● Passage for review:
Earlier the Re:Baltica investigative journalism center reported that these fake news were spread by a network belonging to Niks Endziņš, a musician.
He has been put behind bars at the Rīga Central prison, the police said.
As the police were investigating Endziņš' whereabouts, the police say, he allegedly defrauded two people by claiming to sell a phone on a classifieds website and asking potential buyers to cover his fuel expenses.
A 15-year-old co-conspirator without a previous criminal record was detained as well. A minor, he was forbidden from leaving the country and handed to his parents.
Re:Baltica earlier reported that Artūrs V., a pupil of Endziņš, was involved in the upkeep of the portal alongside a colleague known as Edgars.
The police started a criminal probe after several companies and institutions complained about fake news disrupting their operations.

● Work to complete:
A. Please list every person the fake news report identifies by name.
B. Answer these questions from the fake news report:
(i) Where is Endziņš being held?
(ii) What item did Endziņš allegedly claim to sell on a classifieds website?
(iii) How old is the co-conspirator who was detained?
C. Write a continuation of the fake news report, starting after its final sentence.
None of the lines that come next have any bearing on the fake news report.

● Records from a dataset:
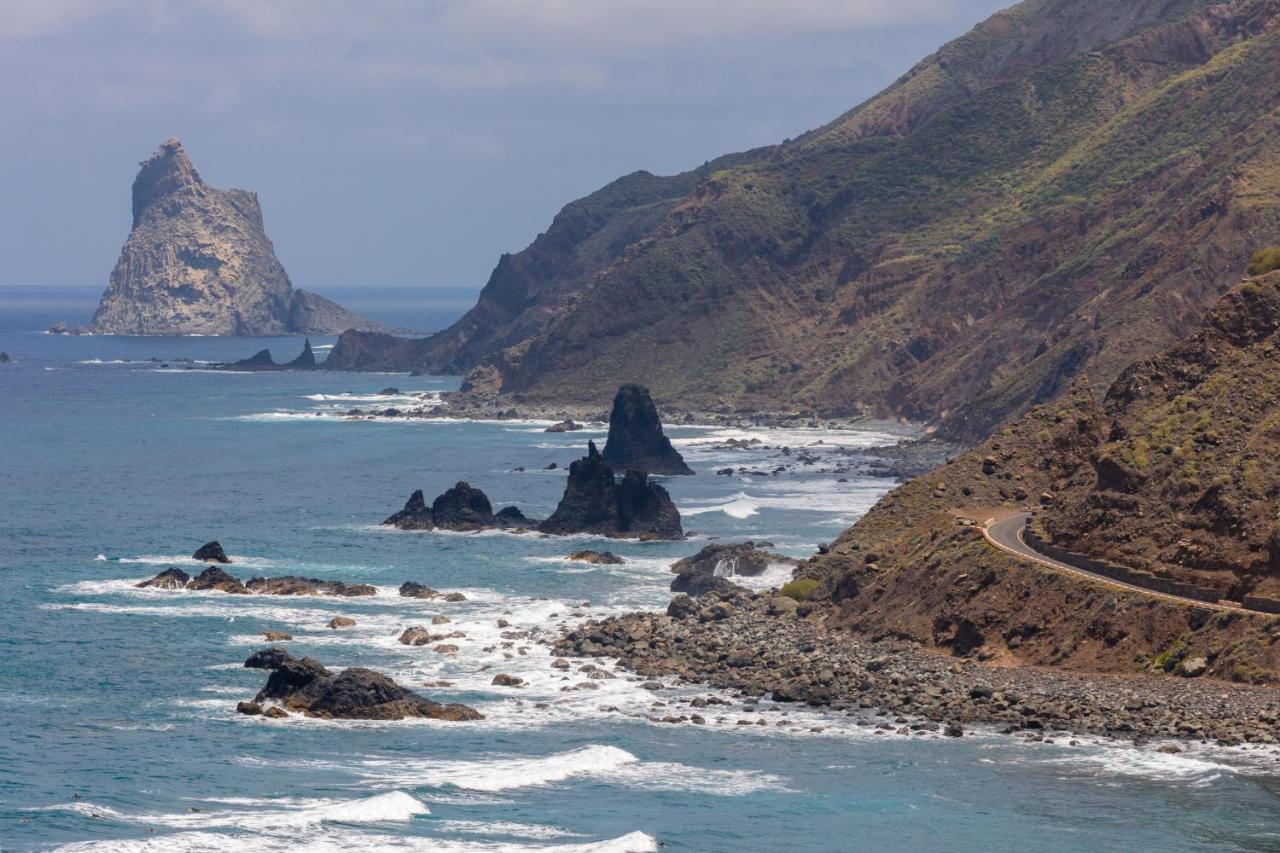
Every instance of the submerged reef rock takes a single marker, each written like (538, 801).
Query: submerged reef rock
(594, 501)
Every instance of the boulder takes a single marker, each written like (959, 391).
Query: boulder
(306, 359)
(636, 439)
(417, 635)
(215, 578)
(462, 507)
(594, 501)
(416, 514)
(565, 427)
(743, 560)
(266, 658)
(695, 583)
(598, 557)
(307, 687)
(414, 589)
(168, 579)
(296, 585)
(211, 552)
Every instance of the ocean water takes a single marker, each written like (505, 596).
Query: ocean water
(117, 706)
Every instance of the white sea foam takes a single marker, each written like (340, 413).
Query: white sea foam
(393, 806)
(604, 763)
(334, 840)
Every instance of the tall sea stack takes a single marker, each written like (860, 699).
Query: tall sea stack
(197, 261)
(635, 436)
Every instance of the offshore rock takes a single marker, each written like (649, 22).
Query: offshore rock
(219, 579)
(728, 560)
(307, 687)
(211, 552)
(635, 436)
(594, 501)
(263, 360)
(199, 261)
(295, 585)
(462, 507)
(168, 579)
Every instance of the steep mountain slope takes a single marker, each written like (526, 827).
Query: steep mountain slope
(910, 569)
(1066, 187)
(199, 261)
(1188, 479)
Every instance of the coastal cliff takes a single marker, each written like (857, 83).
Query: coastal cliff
(197, 261)
(1059, 192)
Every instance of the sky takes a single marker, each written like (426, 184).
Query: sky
(408, 144)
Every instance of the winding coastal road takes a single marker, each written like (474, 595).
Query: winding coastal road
(1006, 534)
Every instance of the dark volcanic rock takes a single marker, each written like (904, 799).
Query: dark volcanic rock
(462, 507)
(635, 436)
(695, 583)
(168, 579)
(565, 427)
(597, 502)
(306, 359)
(728, 560)
(414, 589)
(215, 578)
(263, 360)
(211, 552)
(199, 261)
(416, 514)
(295, 585)
(356, 693)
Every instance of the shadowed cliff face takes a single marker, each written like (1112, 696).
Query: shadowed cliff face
(199, 261)
(1063, 190)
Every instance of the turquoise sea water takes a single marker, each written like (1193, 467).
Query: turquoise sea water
(117, 706)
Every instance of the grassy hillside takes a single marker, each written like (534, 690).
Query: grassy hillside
(1066, 188)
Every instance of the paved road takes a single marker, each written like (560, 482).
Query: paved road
(1006, 534)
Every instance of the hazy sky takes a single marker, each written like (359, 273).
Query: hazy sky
(401, 142)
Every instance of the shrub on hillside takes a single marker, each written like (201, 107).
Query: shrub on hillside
(1265, 261)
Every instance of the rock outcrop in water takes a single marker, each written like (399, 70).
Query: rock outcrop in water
(716, 565)
(462, 507)
(635, 436)
(307, 687)
(199, 261)
(595, 501)
(263, 361)
(211, 552)
(218, 578)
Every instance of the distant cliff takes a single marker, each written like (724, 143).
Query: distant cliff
(1065, 188)
(199, 261)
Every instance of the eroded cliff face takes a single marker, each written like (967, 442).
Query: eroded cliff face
(1064, 190)
(1187, 482)
(909, 568)
(199, 261)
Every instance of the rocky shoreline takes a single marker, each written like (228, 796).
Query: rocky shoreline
(769, 647)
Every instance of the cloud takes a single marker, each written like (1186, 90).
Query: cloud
(35, 18)
(600, 26)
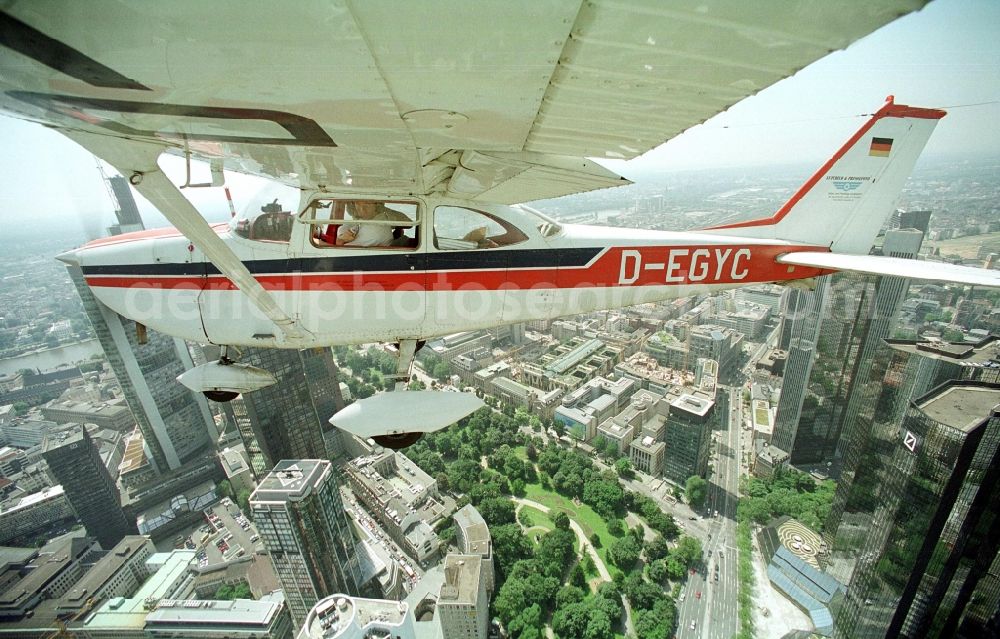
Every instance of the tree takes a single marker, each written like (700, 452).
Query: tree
(571, 621)
(497, 511)
(616, 528)
(657, 571)
(561, 520)
(568, 595)
(624, 552)
(510, 545)
(696, 489)
(444, 484)
(529, 619)
(688, 551)
(657, 548)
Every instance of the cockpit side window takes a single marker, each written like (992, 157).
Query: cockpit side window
(272, 224)
(363, 224)
(457, 228)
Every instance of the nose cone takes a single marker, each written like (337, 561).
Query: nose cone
(69, 257)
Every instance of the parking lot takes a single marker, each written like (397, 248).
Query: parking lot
(225, 536)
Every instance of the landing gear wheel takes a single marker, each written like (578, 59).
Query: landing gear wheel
(220, 396)
(397, 441)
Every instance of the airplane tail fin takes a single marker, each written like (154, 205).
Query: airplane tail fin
(844, 204)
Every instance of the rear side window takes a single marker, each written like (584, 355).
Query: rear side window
(351, 224)
(458, 228)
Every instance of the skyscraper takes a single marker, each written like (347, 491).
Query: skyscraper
(76, 464)
(290, 419)
(859, 313)
(901, 371)
(928, 504)
(176, 424)
(126, 211)
(687, 437)
(799, 334)
(303, 524)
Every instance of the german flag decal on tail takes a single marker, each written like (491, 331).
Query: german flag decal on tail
(880, 147)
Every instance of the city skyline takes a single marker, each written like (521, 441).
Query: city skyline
(941, 56)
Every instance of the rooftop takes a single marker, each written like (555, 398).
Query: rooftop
(461, 579)
(241, 612)
(961, 406)
(291, 480)
(693, 405)
(105, 569)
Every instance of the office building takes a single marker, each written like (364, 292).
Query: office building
(290, 419)
(860, 313)
(77, 465)
(902, 370)
(117, 574)
(175, 422)
(472, 536)
(304, 526)
(463, 605)
(687, 437)
(126, 212)
(921, 530)
(34, 515)
(798, 336)
(47, 573)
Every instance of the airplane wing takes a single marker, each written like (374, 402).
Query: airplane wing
(500, 101)
(895, 267)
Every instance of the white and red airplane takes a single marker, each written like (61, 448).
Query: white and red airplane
(412, 130)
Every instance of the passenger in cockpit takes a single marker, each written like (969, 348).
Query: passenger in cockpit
(369, 234)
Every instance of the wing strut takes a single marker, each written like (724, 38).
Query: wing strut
(138, 161)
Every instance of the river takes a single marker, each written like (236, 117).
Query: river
(52, 358)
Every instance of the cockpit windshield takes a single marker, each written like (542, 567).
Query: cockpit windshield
(546, 225)
(272, 224)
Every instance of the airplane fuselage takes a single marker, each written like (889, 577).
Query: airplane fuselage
(345, 295)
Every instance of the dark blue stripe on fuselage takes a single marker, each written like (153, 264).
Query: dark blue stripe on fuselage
(390, 261)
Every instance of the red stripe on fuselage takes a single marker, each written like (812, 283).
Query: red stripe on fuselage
(149, 234)
(616, 267)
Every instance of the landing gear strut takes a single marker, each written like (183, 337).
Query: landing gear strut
(224, 380)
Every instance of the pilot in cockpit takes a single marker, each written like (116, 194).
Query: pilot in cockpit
(369, 234)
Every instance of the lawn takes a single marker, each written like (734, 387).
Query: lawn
(538, 518)
(583, 514)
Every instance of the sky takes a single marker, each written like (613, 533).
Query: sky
(946, 56)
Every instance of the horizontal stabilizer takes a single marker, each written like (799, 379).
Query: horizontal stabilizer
(405, 412)
(895, 266)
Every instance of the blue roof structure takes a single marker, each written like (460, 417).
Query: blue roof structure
(811, 590)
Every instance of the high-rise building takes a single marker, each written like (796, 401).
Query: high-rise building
(76, 464)
(859, 313)
(302, 521)
(901, 371)
(687, 437)
(290, 419)
(126, 211)
(798, 334)
(175, 422)
(919, 220)
(922, 527)
(463, 605)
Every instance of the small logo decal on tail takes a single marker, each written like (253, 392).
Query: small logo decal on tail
(880, 147)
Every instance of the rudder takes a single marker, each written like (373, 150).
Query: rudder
(844, 204)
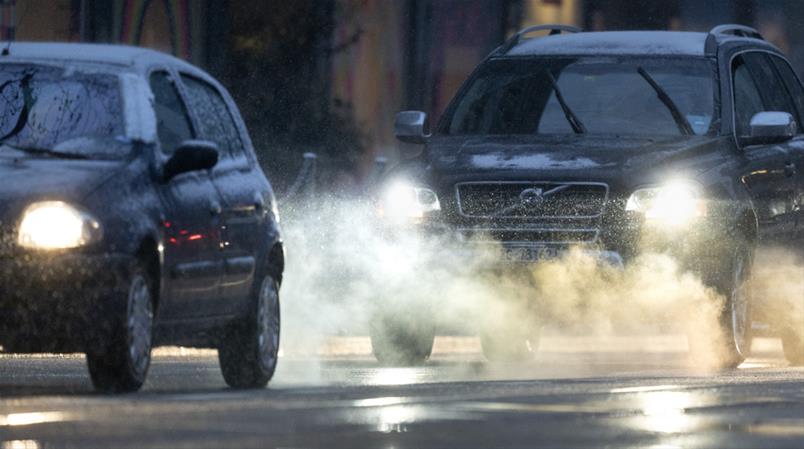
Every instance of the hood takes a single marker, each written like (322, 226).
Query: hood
(27, 178)
(569, 157)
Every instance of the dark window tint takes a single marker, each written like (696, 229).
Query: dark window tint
(48, 108)
(214, 118)
(172, 123)
(747, 100)
(793, 87)
(608, 95)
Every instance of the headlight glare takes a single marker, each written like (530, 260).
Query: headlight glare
(404, 201)
(52, 225)
(674, 204)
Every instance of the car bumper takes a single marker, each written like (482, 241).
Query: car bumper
(59, 303)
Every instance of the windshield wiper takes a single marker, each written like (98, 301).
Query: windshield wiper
(682, 122)
(27, 104)
(573, 119)
(46, 151)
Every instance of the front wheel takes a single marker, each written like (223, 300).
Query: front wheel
(731, 343)
(510, 345)
(793, 346)
(249, 352)
(401, 343)
(123, 365)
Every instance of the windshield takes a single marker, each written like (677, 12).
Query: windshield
(623, 96)
(50, 109)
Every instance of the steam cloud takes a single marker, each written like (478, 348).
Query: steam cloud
(343, 267)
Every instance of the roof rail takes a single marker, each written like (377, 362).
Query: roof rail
(737, 30)
(516, 38)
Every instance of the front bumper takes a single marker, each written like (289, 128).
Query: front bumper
(61, 302)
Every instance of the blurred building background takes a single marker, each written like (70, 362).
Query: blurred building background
(329, 75)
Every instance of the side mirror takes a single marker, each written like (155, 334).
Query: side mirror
(409, 127)
(771, 127)
(191, 155)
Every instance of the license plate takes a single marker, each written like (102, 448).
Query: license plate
(530, 253)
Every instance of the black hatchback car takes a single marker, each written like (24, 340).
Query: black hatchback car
(599, 139)
(133, 213)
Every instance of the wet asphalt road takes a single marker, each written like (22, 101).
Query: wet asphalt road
(609, 395)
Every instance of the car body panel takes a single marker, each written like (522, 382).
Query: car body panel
(184, 222)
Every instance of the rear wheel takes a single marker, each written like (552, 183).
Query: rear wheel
(401, 344)
(249, 352)
(123, 365)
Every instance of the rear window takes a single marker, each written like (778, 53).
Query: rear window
(606, 95)
(52, 109)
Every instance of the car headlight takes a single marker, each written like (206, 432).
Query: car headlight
(50, 225)
(404, 201)
(674, 204)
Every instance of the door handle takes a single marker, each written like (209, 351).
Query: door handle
(215, 208)
(259, 201)
(789, 169)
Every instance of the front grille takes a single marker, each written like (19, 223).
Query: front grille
(531, 200)
(528, 236)
(520, 212)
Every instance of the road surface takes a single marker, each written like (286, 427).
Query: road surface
(579, 392)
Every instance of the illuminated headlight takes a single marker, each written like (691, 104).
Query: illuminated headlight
(56, 225)
(404, 201)
(675, 204)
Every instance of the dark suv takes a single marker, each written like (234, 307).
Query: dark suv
(597, 139)
(133, 213)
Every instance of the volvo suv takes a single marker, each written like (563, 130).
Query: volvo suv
(133, 213)
(597, 139)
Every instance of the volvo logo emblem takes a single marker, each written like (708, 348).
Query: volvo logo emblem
(531, 197)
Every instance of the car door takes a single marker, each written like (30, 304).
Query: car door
(767, 173)
(192, 214)
(241, 189)
(796, 148)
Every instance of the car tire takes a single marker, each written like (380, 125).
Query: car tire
(510, 345)
(732, 343)
(401, 344)
(249, 351)
(793, 346)
(123, 365)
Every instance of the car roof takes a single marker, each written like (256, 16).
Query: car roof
(610, 43)
(119, 56)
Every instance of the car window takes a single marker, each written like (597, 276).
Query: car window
(172, 123)
(747, 100)
(793, 86)
(47, 108)
(215, 121)
(608, 96)
(771, 88)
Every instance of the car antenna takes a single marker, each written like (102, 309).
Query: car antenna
(14, 22)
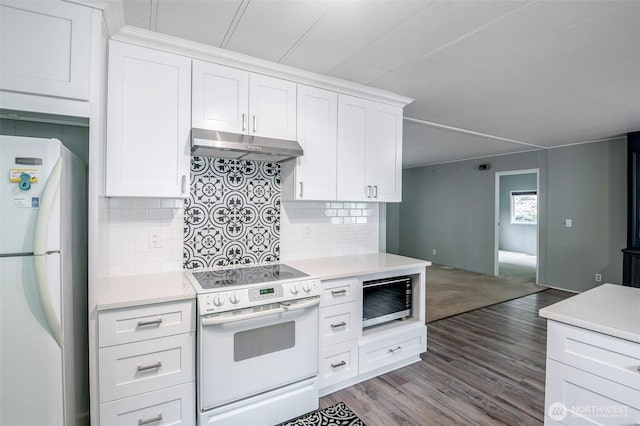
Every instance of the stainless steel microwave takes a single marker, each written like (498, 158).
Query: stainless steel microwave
(385, 300)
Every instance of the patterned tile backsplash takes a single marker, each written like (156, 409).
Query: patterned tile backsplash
(233, 213)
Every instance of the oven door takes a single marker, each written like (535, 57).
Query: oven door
(250, 351)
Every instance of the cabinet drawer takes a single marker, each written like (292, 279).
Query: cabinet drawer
(134, 368)
(338, 363)
(339, 291)
(605, 356)
(147, 322)
(171, 406)
(390, 348)
(587, 398)
(339, 323)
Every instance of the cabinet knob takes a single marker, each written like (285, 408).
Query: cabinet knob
(156, 419)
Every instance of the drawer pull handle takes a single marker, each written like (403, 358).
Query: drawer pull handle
(156, 419)
(148, 323)
(150, 367)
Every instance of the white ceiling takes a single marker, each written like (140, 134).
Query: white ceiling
(489, 77)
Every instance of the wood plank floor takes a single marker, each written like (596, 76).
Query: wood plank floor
(484, 367)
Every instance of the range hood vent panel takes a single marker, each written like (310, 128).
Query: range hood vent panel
(213, 143)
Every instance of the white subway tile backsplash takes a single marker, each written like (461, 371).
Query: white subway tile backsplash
(129, 224)
(345, 233)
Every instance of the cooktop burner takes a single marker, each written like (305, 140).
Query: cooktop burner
(221, 278)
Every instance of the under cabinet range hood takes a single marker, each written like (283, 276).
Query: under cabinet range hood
(213, 143)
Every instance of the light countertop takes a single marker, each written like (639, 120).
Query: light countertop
(609, 309)
(362, 264)
(136, 290)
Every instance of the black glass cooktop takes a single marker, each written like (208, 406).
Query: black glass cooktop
(246, 275)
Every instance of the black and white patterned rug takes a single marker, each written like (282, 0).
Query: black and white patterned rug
(336, 415)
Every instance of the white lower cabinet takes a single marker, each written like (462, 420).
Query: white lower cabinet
(591, 378)
(348, 354)
(170, 406)
(147, 364)
(339, 323)
(391, 348)
(127, 370)
(338, 363)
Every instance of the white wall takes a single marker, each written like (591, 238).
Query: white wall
(335, 229)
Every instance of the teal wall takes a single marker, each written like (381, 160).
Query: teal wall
(75, 138)
(451, 208)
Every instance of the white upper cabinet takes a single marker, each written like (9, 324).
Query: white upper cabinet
(369, 150)
(315, 171)
(148, 123)
(45, 48)
(272, 106)
(354, 133)
(233, 100)
(220, 97)
(384, 153)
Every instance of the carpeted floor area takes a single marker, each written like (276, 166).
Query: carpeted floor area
(454, 291)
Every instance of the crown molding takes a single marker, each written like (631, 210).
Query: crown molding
(200, 51)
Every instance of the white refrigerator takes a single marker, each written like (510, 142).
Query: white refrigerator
(43, 284)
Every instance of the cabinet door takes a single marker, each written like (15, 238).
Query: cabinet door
(354, 133)
(384, 153)
(46, 48)
(272, 107)
(317, 134)
(220, 98)
(148, 123)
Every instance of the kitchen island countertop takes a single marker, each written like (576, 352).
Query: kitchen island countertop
(362, 264)
(136, 290)
(609, 309)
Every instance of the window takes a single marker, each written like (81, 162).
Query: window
(524, 207)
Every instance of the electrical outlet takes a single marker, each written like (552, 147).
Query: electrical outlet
(154, 239)
(306, 232)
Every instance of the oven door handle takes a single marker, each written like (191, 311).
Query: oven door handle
(216, 320)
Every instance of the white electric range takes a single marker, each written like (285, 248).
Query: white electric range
(257, 344)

● Task-by-task outputs:
A. Niks Endziņš, Artūrs V., Edgars

B.
(i) The Rīga Central prison.
(ii) A phone.
(iii) 15 years old.

C.
The websites on which these stories were posted include tv-play.lv, neticams.net, redzams.lv, redzams.net, kasjauns.net, parvisu.net, and atklats.com.
The police has shut down the websites, it said.
As reported, the police launched a criminal probe after redzams.net on July 15 published a news story that the Alfa shopping center in Rīga had collapsed, with several hundred people dead and many injured.
The story, which quickly went viral, shares gross overtones with the real-life 2013 supermarket collapse in Zolitūde neighborhood, Rīga. It was the greatest single loss of life in the country following renewal of independence, killing 54 people and seriously injuring many more.